-------- Entries

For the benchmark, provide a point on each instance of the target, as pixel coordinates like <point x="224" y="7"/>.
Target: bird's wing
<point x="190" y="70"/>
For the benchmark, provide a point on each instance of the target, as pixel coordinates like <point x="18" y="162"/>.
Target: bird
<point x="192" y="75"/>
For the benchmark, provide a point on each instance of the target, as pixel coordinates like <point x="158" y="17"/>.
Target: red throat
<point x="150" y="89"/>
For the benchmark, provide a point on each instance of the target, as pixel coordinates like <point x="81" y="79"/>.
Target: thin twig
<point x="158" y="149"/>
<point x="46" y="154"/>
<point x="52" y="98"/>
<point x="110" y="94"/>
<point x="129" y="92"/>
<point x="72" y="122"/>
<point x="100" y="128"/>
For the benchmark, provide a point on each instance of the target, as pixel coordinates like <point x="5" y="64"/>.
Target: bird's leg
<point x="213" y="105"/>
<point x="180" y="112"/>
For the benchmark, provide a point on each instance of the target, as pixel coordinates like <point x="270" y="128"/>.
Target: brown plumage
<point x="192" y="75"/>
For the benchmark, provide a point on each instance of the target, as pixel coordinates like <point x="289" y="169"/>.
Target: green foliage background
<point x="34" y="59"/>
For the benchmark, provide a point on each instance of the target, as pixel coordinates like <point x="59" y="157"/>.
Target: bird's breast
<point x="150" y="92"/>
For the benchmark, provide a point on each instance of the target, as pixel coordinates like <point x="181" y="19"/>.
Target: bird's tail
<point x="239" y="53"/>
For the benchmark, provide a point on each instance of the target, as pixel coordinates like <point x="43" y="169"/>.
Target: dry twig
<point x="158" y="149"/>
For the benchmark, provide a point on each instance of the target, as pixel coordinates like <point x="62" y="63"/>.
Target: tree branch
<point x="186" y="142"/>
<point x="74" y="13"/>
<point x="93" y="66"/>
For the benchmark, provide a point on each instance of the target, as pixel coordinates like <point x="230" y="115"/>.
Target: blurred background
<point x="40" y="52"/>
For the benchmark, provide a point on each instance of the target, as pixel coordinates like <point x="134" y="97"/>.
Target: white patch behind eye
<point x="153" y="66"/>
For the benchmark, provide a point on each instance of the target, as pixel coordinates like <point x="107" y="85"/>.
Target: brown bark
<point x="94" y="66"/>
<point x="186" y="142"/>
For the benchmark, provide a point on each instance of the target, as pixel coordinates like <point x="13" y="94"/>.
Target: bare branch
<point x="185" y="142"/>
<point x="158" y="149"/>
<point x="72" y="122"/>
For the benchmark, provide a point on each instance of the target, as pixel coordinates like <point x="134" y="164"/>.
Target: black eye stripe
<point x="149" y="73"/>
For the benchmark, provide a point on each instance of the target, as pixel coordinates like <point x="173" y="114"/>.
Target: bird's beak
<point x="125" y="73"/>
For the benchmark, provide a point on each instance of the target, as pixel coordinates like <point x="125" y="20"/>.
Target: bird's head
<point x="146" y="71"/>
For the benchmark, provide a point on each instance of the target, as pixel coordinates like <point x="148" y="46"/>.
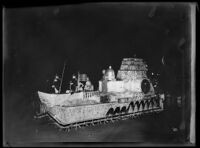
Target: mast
<point x="62" y="78"/>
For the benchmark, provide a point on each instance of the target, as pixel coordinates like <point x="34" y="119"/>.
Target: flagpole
<point x="62" y="78"/>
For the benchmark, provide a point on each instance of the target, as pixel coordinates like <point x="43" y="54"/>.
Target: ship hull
<point x="66" y="115"/>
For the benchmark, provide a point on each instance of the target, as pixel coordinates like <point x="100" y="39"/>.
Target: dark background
<point x="89" y="37"/>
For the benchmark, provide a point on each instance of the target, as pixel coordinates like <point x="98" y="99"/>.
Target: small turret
<point x="109" y="74"/>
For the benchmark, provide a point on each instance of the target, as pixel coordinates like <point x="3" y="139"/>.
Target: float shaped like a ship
<point x="128" y="94"/>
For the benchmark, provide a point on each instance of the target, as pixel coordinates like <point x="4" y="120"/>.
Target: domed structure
<point x="110" y="74"/>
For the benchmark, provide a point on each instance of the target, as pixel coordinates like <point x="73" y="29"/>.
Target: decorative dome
<point x="110" y="74"/>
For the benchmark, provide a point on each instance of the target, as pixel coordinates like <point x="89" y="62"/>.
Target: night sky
<point x="90" y="37"/>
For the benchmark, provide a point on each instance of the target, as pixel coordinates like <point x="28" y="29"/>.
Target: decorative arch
<point x="117" y="110"/>
<point x="123" y="110"/>
<point x="110" y="112"/>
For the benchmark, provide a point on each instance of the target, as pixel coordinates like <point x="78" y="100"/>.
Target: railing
<point x="90" y="94"/>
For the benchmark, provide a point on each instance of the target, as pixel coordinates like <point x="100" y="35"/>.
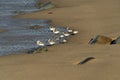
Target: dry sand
<point x="89" y="17"/>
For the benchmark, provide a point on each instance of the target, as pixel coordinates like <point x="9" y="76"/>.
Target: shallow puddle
<point x="18" y="36"/>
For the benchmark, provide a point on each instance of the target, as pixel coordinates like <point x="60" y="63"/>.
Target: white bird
<point x="75" y="32"/>
<point x="52" y="28"/>
<point x="64" y="40"/>
<point x="69" y="30"/>
<point x="56" y="31"/>
<point x="62" y="35"/>
<point x="39" y="43"/>
<point x="51" y="42"/>
<point x="66" y="34"/>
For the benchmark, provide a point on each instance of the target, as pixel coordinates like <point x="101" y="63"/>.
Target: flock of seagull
<point x="62" y="36"/>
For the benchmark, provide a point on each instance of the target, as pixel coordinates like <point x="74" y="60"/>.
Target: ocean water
<point x="18" y="37"/>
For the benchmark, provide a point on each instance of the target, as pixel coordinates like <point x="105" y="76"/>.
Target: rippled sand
<point x="90" y="18"/>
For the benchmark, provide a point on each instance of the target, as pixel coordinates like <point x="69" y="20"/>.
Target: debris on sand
<point x="100" y="39"/>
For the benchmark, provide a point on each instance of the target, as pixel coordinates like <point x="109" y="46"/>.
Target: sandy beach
<point x="90" y="18"/>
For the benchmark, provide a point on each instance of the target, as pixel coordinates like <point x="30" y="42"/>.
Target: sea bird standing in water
<point x="51" y="42"/>
<point x="39" y="43"/>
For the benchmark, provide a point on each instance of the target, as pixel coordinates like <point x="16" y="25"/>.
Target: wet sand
<point x="90" y="18"/>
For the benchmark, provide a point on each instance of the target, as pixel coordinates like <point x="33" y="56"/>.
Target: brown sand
<point x="89" y="17"/>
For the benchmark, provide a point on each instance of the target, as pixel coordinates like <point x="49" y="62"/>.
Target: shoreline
<point x="90" y="18"/>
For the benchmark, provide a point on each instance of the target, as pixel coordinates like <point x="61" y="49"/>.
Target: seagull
<point x="51" y="42"/>
<point x="66" y="34"/>
<point x="74" y="32"/>
<point x="39" y="43"/>
<point x="52" y="28"/>
<point x="56" y="31"/>
<point x="64" y="41"/>
<point x="62" y="36"/>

----------------

Exercise task » Copy the records exactly as they appear, excluding images.

Solution for this problem »
For the benchmark, provide a point on each instance of the target, as pixel coordinates like <point x="224" y="7"/>.
Target: bird's wing
<point x="190" y="70"/>
For the benchmark, provide a point on each instance of the target, as pixel coordinates like <point x="18" y="162"/>.
Target: bird
<point x="192" y="75"/>
For the benchmark, provide a point on each instance of the target, as pixel coordinates like <point x="158" y="17"/>.
Target: red throat
<point x="150" y="89"/>
For the benchmark, provide a point on each instance of the target, as pixel coordinates like <point x="81" y="79"/>.
Target: thin twig
<point x="158" y="149"/>
<point x="46" y="154"/>
<point x="52" y="98"/>
<point x="110" y="94"/>
<point x="129" y="92"/>
<point x="72" y="122"/>
<point x="100" y="128"/>
For the benchmark, provide a point on each instance of the target, as pixel coordinates like <point x="5" y="64"/>.
Target: bird's leg
<point x="213" y="105"/>
<point x="180" y="112"/>
For the benchmark, provide a point on each instance of the target, as pixel coordinates like <point x="270" y="128"/>.
Target: brown plumage
<point x="192" y="75"/>
For the benchmark, provide a point on each instance of the target, as pixel coordinates like <point x="289" y="169"/>.
Target: green foliage background
<point x="34" y="59"/>
For the benchmark, provide a point on each instance of the target, as pixel coordinates like <point x="59" y="157"/>.
Target: bird's breast
<point x="150" y="92"/>
For the benchmark, provide a point on each instance of the target, as pixel coordinates like <point x="181" y="19"/>.
Target: bird's tail
<point x="239" y="53"/>
For the benchmark, provide a point on each instance of the target, as pixel coordinates like <point x="43" y="169"/>.
Target: dry twig
<point x="158" y="149"/>
For the benchmark, provide a point on each instance of the target, as pixel coordinates like <point x="62" y="63"/>.
Target: tree branch
<point x="186" y="142"/>
<point x="74" y="13"/>
<point x="93" y="66"/>
For the benchmark, provide a point on each instance of the target, as pixel coordinates like <point x="230" y="115"/>.
Target: blurred background
<point x="40" y="52"/>
For the benchmark, provide a point on each instance of the target, as pixel coordinates like <point x="134" y="97"/>.
Target: white patch behind eye
<point x="153" y="66"/>
For the benchmark, provide a point on each instance of the target, as pixel coordinates like <point x="107" y="85"/>.
Target: brown bark
<point x="94" y="66"/>
<point x="186" y="142"/>
For the benchmark, provide a point on each instance of the target, as pixel coordinates like <point x="13" y="94"/>.
Target: bare branch
<point x="185" y="142"/>
<point x="158" y="149"/>
<point x="72" y="122"/>
For the benchmark, provide a point on each instance of the target, as pixel coordinates like <point x="134" y="164"/>.
Target: black eye stripe
<point x="149" y="73"/>
For the benchmark, provide a point on each instance of the target, as pixel coordinates like <point x="173" y="114"/>.
Target: bird's beak
<point x="125" y="73"/>
For the benchmark, provide a point on each instance of the target, as pixel coordinates like <point x="125" y="20"/>.
Target: bird's head
<point x="146" y="71"/>
For the benchmark, provide a point on each instance of the target, as pixel coordinates like <point x="148" y="46"/>.
Target: mast
<point x="62" y="78"/>
For the benchmark, provide a point on each instance of the target, as pixel coordinates like <point x="34" y="119"/>.
Target: flagpole
<point x="62" y="78"/>
For the benchmark, provide a point on each instance of the target, as pixel coordinates like <point x="43" y="54"/>.
Target: ship hull
<point x="66" y="115"/>
For the benchmark, provide a point on each instance of the target, as pixel coordinates like <point x="100" y="39"/>.
Target: dark background
<point x="89" y="37"/>
For the benchmark, provide a point on each instance of the target, as pixel coordinates like <point x="98" y="99"/>.
Target: small turret
<point x="109" y="74"/>
For the benchmark, provide a point on each instance of the target, as pixel coordinates like <point x="3" y="139"/>.
Target: float shaped like a ship
<point x="128" y="94"/>
For the benchmark, provide a point on each instance of the target, as pixel coordinates like <point x="4" y="120"/>.
Target: domed structure
<point x="110" y="74"/>
For the benchmark, provide a point on each instance of the target, as pixel coordinates like <point x="73" y="29"/>.
Target: decorative dome
<point x="110" y="74"/>
For the benchmark, provide a point on each instance of the target, as pixel coordinates like <point x="89" y="62"/>.
Target: night sky
<point x="90" y="37"/>
For the benchmark, provide a point on each instance of the target, as pixel coordinates like <point x="28" y="29"/>.
Target: decorative arch
<point x="117" y="110"/>
<point x="123" y="110"/>
<point x="110" y="112"/>
For the benchmark, provide a point on each instance of the target, as pixel coordinates like <point x="78" y="100"/>.
Target: railing
<point x="90" y="94"/>
For the benchmark, provide a point on each instance of the target, as pixel coordinates like <point x="100" y="35"/>.
Target: dry sand
<point x="89" y="17"/>
For the benchmark, provide a point on each instance of the target, as pixel coordinates like <point x="9" y="76"/>.
Target: shallow puddle
<point x="18" y="36"/>
For the benchmark, provide a point on each instance of the target, as pixel coordinates like <point x="60" y="63"/>.
Target: white bird
<point x="75" y="32"/>
<point x="52" y="28"/>
<point x="64" y="40"/>
<point x="69" y="30"/>
<point x="56" y="31"/>
<point x="62" y="35"/>
<point x="39" y="43"/>
<point x="51" y="42"/>
<point x="66" y="34"/>
For the benchmark, provide a point on each instance of the target, as pixel coordinates like <point x="101" y="63"/>.
Target: flock of seagull
<point x="62" y="36"/>
For the benchmark, provide a point on each instance of the target, as pixel coordinates like <point x="74" y="60"/>.
Target: ocean water
<point x="18" y="37"/>
For the benchmark, provide a point on each instance of the target, as pixel coordinates like <point x="105" y="76"/>.
Target: rippled sand
<point x="90" y="18"/>
For the benchmark, provide a point on each instance of the target, as pixel coordinates like <point x="69" y="20"/>.
Target: debris on sand
<point x="100" y="39"/>
For the benchmark, provide a point on each instance of the target, as pixel coordinates like <point x="109" y="46"/>.
Target: sandy beach
<point x="90" y="18"/>
For the benchmark, provide a point on each instance of the target, as pixel coordinates like <point x="30" y="42"/>.
Target: sea bird standing in water
<point x="51" y="42"/>
<point x="39" y="43"/>
For the benchmark, provide a point on each instance of the target, as pixel coordinates like <point x="16" y="25"/>.
Target: wet sand
<point x="90" y="18"/>
For the benchmark, provide a point on each instance of the target, as pixel coordinates like <point x="33" y="56"/>.
Target: brown sand
<point x="89" y="17"/>
For the benchmark, provide a point on each instance of the target, as pixel coordinates like <point x="49" y="62"/>.
Target: shoreline
<point x="90" y="18"/>
For the benchmark, provide a point on each instance of the target, as pixel coordinates like <point x="61" y="49"/>.
Target: seagull
<point x="51" y="42"/>
<point x="66" y="34"/>
<point x="74" y="32"/>
<point x="39" y="43"/>
<point x="52" y="28"/>
<point x="56" y="31"/>
<point x="64" y="41"/>
<point x="62" y="36"/>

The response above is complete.